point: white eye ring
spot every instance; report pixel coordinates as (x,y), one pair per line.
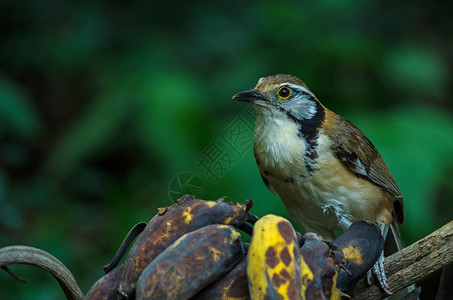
(284,92)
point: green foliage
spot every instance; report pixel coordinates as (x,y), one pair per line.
(105,105)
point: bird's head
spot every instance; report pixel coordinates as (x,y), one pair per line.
(281,93)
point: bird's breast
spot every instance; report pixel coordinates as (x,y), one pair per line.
(320,193)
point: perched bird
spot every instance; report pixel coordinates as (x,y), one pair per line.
(326,171)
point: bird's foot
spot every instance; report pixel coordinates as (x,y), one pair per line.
(378,270)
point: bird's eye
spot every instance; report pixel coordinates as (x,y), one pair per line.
(284,93)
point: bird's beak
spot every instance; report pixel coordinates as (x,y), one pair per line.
(250,96)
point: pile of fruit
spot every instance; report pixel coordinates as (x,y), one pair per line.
(193,250)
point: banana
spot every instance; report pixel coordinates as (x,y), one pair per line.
(273,260)
(232,286)
(318,270)
(105,287)
(361,245)
(187,215)
(191,263)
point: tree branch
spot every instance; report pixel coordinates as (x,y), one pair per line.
(412,264)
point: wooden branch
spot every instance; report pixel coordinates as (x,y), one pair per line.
(40,258)
(412,264)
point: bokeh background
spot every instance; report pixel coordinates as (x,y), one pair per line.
(111,109)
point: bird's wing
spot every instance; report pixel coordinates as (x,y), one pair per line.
(356,152)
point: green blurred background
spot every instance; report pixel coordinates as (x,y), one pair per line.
(111,109)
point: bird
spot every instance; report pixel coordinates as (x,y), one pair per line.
(325,170)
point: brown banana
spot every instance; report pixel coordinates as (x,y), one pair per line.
(232,286)
(191,263)
(187,215)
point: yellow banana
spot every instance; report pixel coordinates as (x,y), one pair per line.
(273,260)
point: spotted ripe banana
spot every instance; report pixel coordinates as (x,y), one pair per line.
(273,260)
(187,215)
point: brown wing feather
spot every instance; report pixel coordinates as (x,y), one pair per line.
(355,150)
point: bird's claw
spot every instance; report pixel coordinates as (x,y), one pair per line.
(378,270)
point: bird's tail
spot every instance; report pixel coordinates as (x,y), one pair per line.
(394,243)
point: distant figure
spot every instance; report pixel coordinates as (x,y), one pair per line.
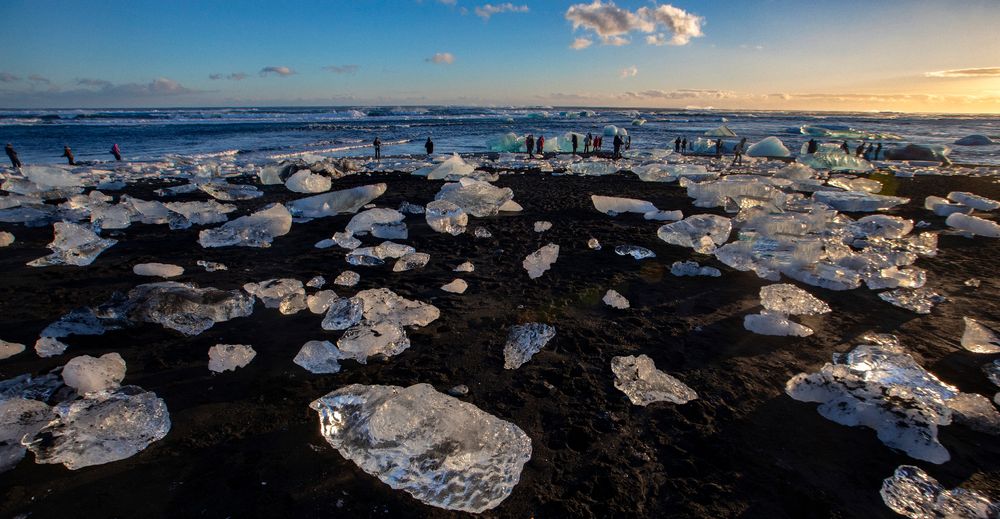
(68,153)
(12,155)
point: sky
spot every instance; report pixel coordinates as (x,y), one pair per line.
(857,55)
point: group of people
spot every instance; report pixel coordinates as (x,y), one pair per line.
(15,161)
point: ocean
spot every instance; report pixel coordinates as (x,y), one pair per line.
(258,135)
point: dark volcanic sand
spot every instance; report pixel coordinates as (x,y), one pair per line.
(245,444)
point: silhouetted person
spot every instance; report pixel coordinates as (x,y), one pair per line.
(12,155)
(68,153)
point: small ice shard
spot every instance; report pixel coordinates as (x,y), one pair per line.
(974,225)
(912,493)
(635,251)
(255,230)
(73,245)
(692,268)
(639,379)
(978,338)
(88,374)
(335,202)
(774,324)
(320,357)
(702,232)
(9,349)
(612,206)
(788,299)
(347,278)
(49,347)
(443,451)
(919,300)
(524,341)
(542,226)
(305,181)
(100,428)
(457,286)
(163,270)
(541,260)
(446,217)
(228,357)
(411,261)
(615,300)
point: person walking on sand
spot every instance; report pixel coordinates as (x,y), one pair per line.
(12,155)
(68,153)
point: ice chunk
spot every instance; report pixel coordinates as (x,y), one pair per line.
(73,245)
(255,230)
(102,427)
(692,268)
(615,300)
(457,286)
(974,225)
(524,341)
(702,232)
(443,451)
(978,338)
(336,202)
(445,217)
(639,379)
(320,357)
(305,181)
(228,357)
(912,493)
(791,300)
(163,270)
(541,260)
(87,374)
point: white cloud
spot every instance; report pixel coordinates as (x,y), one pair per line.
(487,10)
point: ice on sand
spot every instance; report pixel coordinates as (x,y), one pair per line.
(524,341)
(255,230)
(911,492)
(541,260)
(228,357)
(100,428)
(73,245)
(88,374)
(639,379)
(443,451)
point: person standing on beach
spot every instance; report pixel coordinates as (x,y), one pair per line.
(68,153)
(12,155)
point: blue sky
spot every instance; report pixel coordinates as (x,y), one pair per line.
(912,55)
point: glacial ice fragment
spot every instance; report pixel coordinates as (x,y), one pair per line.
(639,379)
(442,451)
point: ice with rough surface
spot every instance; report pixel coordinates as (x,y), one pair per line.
(911,492)
(541,260)
(524,341)
(73,245)
(639,379)
(100,428)
(443,451)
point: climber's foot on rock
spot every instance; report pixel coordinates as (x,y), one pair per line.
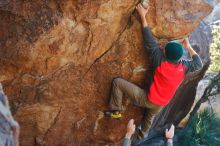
(113,114)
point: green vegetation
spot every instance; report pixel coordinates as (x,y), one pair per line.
(215,49)
(202,129)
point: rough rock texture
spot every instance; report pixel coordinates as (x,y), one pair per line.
(58,58)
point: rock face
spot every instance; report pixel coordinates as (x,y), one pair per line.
(58,59)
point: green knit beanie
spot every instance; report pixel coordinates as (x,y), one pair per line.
(173,51)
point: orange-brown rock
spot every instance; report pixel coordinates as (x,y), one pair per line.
(58,58)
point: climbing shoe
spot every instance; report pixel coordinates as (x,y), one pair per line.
(113,114)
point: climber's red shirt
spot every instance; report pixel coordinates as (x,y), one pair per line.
(166,75)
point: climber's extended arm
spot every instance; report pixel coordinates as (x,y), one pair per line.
(149,41)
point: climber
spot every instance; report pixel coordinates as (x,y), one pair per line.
(168,71)
(131,129)
(9,128)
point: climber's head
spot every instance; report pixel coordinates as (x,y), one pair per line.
(173,51)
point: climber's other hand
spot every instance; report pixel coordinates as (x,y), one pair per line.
(141,10)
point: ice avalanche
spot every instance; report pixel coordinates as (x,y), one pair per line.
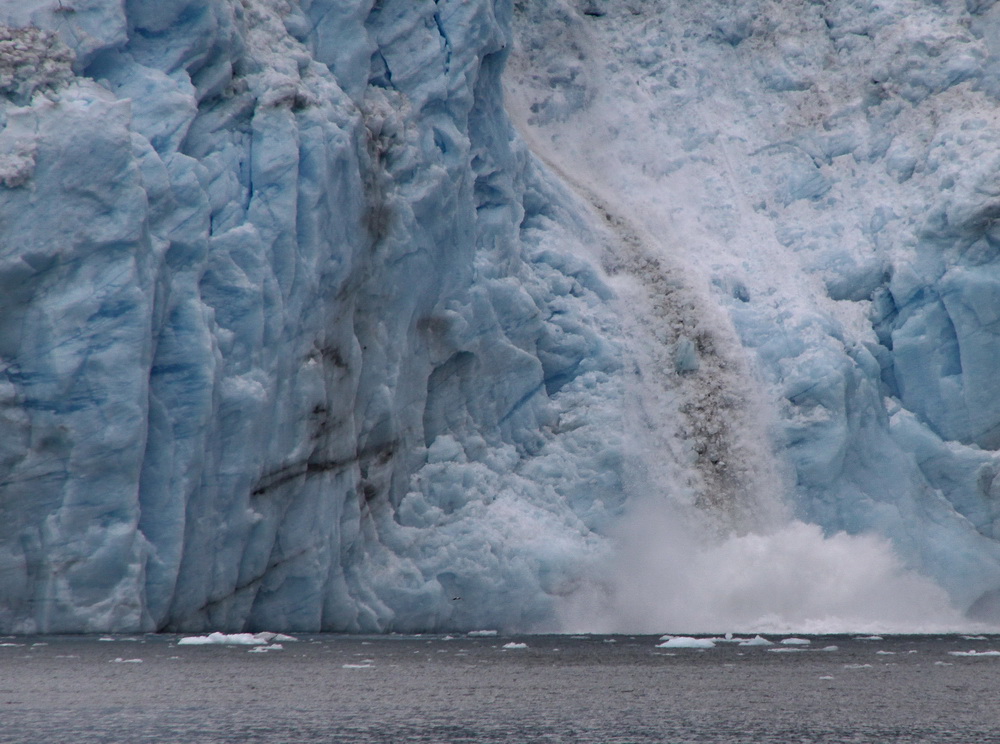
(408,315)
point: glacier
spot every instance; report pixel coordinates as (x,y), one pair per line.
(407,315)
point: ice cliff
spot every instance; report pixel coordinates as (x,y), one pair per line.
(296,332)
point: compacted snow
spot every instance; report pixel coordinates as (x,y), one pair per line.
(416,315)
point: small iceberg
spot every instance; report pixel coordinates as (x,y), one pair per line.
(757,640)
(686,642)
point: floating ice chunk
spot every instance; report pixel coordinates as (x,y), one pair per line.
(756,641)
(687,642)
(223,639)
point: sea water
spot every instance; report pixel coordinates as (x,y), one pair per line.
(491,688)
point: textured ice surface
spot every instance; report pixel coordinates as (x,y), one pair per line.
(274,352)
(295,332)
(825,174)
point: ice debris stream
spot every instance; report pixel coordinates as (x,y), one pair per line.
(298,332)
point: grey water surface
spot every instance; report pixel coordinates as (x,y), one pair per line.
(601,689)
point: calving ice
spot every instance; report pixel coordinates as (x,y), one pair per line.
(334,315)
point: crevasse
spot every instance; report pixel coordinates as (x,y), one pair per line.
(296,333)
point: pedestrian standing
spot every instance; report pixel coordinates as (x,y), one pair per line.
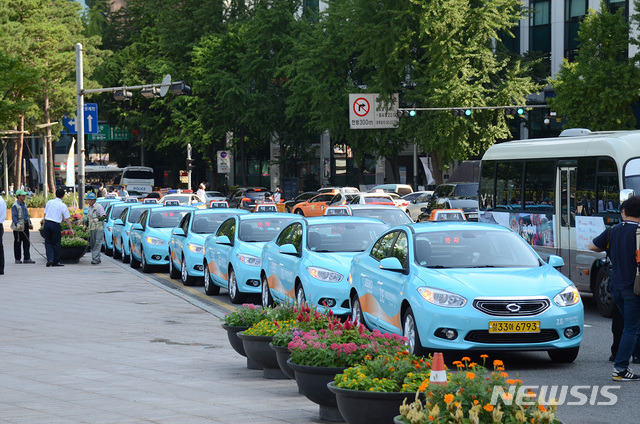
(54,212)
(94,221)
(622,249)
(21,224)
(3,216)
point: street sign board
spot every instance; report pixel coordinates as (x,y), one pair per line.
(90,120)
(224,161)
(367,111)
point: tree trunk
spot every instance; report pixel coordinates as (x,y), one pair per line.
(17,156)
(436,161)
(243,162)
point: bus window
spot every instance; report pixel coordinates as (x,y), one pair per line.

▸ Problem requirements: The expected output is exactly the lines of the listing above between the line holding "point: floating ice chunk" and the line holding "point: textured ice surface", inclusive.

▸ Solution to this task:
point: floating ice chunk
spot every instance; report pixel coordinates as (x,y), one pair per line.
(756,641)
(687,642)
(223,639)
point: sea water
spot every instance; report pixel coordinates as (x,y), one pair per line.
(491,688)
point: textured ice surface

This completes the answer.